Text passage
All of lore.kernel.org
 help / color / mirror / Atom feed
From: "Serge E. Hallyn" <serue-r/Jw6+rmf7HQT0dZR+AlfA@public.gmane.org>
To: Nadia.Derbey-6ktuUTfB/bM@public.gmane.org
Cc: containers-cunTk1MwBs9QetFLy7KEm3xJsTq8ys+cHZ5vskTnxNA@public.gmane.org
Subject: Re: [RFC PATCH 1/5] adds the procfs facilities
Date: Tue, 8 Jul 2008 14:32:54 -0500	[thread overview]
Message-ID: <20080708193254.GA22904@us.ibm.com> (raw)
In-Reply-To: <20080708112457.994105000-6ktuUTfB/bM@public.gmane.org>

Quoting Nadia.Derbey-6ktuUTfB/bM@public.gmane.org (Nadia.Derbey-6ktuUTfB/bM@public.gmane.org):
> [PATCH 01/05]
> 
> This patch adds the procfs facility needed to feed some data for the
> next syscall to be called.
> 
> The effect of issuing
> echo "LONG<Y> <XX>" > /proc/self/task/<tid>/next_syscall_data
> is that <XX> will be stored in a new field of the task structure
> (next_syscall_data). This field, in turn will be taken as the data to feed
> next syscall that supports the feature.
> 
> <Y> is the number of values provided on the line.
> For the sake of simplicity it is now fixed to 1, but this can be extended as
> needed, in the future.
> 
> This is particularly useful when restarting an application, as we need
> sometimes the syscalls to have a non-default behavior.

Listing

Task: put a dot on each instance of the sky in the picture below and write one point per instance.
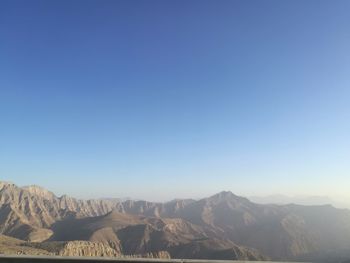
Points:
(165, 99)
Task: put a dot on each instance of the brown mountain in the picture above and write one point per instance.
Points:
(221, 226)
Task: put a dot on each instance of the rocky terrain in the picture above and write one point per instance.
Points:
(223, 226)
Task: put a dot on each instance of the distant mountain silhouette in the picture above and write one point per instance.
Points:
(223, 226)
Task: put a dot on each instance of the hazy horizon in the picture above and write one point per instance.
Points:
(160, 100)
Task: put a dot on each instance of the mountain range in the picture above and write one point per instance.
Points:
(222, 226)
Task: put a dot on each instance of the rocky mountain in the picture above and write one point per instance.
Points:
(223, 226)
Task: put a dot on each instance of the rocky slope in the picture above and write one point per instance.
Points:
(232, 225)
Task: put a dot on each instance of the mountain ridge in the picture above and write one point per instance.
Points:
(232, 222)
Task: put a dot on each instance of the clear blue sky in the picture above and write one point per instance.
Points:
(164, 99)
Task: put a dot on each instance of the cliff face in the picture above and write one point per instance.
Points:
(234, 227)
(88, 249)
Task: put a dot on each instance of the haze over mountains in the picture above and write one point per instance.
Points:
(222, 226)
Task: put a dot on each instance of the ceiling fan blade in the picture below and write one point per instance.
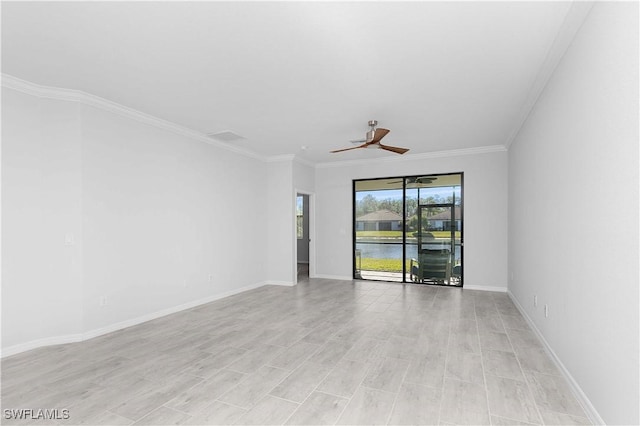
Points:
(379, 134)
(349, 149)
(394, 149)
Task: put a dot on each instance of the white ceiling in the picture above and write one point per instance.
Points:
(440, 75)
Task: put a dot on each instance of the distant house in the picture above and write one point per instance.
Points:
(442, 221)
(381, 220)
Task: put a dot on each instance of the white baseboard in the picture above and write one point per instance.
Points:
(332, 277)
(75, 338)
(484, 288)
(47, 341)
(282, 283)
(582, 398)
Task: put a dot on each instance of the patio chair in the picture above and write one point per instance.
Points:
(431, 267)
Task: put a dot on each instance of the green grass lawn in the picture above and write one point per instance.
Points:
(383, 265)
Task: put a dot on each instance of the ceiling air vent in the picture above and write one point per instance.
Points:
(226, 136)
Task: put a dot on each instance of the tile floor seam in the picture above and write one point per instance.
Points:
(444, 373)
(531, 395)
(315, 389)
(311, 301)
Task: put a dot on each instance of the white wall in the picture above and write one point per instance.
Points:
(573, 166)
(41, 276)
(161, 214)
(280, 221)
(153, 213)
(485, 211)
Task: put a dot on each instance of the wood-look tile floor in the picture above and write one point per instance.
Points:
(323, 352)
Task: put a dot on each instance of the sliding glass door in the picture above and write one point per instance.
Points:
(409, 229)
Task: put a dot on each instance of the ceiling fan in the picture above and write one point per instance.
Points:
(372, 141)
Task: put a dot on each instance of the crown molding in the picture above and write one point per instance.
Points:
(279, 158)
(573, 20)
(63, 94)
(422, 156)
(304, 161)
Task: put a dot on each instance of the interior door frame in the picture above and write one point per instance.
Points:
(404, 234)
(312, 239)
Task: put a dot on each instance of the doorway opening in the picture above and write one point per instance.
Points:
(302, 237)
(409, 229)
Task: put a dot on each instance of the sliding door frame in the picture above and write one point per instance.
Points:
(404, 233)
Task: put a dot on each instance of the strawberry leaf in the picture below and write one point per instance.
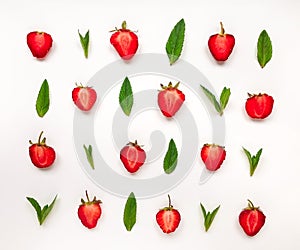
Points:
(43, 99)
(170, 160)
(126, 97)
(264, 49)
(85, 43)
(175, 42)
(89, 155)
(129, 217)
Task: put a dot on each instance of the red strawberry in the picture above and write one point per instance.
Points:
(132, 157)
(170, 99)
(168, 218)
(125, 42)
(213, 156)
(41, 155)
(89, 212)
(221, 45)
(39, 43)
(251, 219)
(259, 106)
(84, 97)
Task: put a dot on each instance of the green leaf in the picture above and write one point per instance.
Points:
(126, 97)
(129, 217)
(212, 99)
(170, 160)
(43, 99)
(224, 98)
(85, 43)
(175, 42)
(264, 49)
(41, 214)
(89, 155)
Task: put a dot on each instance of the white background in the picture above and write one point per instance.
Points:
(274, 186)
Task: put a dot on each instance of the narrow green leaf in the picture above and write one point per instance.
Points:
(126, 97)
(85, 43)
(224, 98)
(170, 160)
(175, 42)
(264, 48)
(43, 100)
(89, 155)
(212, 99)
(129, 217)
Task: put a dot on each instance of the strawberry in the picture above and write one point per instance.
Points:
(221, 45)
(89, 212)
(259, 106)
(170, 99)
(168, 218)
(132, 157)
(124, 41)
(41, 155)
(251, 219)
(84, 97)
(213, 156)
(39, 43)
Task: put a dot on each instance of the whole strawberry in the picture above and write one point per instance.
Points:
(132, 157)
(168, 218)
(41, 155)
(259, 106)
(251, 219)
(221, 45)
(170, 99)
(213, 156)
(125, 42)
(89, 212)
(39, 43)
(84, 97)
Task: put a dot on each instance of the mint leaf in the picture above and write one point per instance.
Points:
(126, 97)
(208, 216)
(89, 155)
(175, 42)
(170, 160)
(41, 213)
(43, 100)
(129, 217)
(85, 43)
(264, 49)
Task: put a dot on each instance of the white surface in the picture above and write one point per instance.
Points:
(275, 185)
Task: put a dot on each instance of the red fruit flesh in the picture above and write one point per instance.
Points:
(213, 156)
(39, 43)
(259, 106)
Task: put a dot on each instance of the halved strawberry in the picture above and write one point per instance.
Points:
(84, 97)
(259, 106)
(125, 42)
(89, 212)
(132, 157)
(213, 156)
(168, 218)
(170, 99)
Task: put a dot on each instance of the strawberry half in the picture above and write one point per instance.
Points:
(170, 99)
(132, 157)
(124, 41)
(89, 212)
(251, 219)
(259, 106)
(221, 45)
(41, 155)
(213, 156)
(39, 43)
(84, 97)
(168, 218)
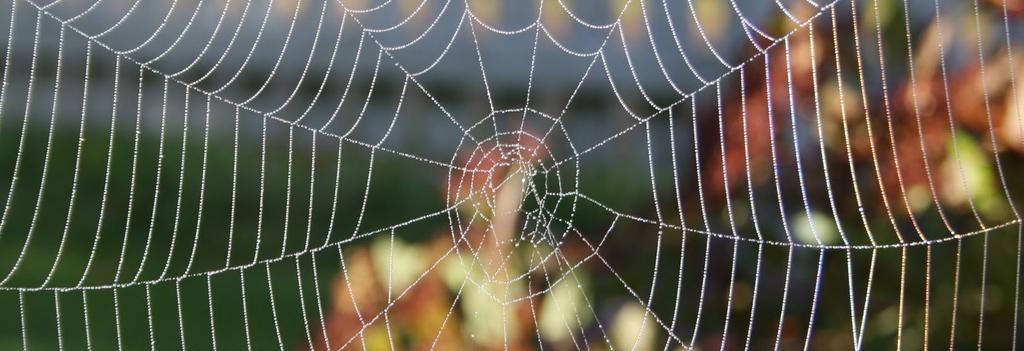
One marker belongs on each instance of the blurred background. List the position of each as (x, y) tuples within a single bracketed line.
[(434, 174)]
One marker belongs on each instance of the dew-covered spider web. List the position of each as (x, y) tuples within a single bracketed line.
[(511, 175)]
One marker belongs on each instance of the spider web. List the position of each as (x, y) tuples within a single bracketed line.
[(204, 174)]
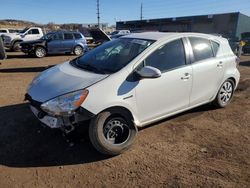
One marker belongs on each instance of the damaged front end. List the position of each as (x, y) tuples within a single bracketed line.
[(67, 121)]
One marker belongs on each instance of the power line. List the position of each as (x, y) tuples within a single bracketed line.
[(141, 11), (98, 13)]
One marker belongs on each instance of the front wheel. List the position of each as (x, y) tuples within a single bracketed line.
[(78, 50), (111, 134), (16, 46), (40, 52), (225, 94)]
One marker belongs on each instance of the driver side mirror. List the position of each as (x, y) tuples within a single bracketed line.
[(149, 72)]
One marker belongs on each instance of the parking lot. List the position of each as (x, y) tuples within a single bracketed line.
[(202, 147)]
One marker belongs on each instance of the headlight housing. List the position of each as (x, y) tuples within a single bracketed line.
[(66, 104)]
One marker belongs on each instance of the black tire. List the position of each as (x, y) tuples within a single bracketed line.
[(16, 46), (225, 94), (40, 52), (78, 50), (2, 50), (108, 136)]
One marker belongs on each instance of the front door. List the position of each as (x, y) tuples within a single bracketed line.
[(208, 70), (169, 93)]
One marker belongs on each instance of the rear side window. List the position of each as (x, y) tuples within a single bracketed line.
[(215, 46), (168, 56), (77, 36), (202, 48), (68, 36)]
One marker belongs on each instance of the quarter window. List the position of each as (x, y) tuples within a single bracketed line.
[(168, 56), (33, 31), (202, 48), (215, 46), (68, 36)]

Brief
Please continue the email about the procfs patch that appears above the rows, beginning right after its last sentence.

Answer to the exercise
> 
> Signed-off-by: Nadia Derbey <Nadia.Derbey-6ktuUTfB/bM@public.gmane.org>

Acked-by: Serge Hallyn <serue-r/Jw6+rmf7HQT0dZR+AlfA@public.gmane.org>

thanks,
-serge

> 
> ---
>  fs/exec.c                         |    6 +
>  fs/proc/base.c                    |   75 ++++++++++++++++++
>  include/linux/next_syscall_data.h |   32 ++++++++
>  include/linux/sched.h             |    6 +
>  kernel/Makefile                   |    3 
>  kernel/exit.c                     |    4 +
>  kernel/fork.c                     |    2 
>  kernel/next_syscall_data.c        |  151 ++++++++++++++++++++++++++++++++++++++
>  8 files changed, 278 insertions(+), 1 deletion(-)
> 
> Index: linux-2.6.26-rc8-mm1/include/linux/sched.h
> ===================================================================
> --- linux-2.6.26-rc8-mm1.orig/include/linux/sched.h	2008-07-08 09:04:21.000000000 +0200
> +++ linux-2.6.26-rc8-mm1/include/linux/sched.h	2008-07-08 09:13:43.000000000 +0200
> @@ -87,6 +87,7 @@ struct sched_param {
>  #include <linux/task_io_accounting.h>
>  #include <linux/kobject.h>
>  #include <linux/latencytop.h>
> +#include <linux/next_syscall_data.h>
> 
>  #include <asm/processor.h>
> 
> @@ -1296,6 +1297,11 @@ struct task_struct {
>  	int latency_record_count;
>  	struct latency_record latency_record[LT_SAVECOUNT];
>  #endif
> +	/*
> +	 * If non-NULL indicates that next operation will be forced, e.g.
> +	 * that next object to be created will have a predefined id.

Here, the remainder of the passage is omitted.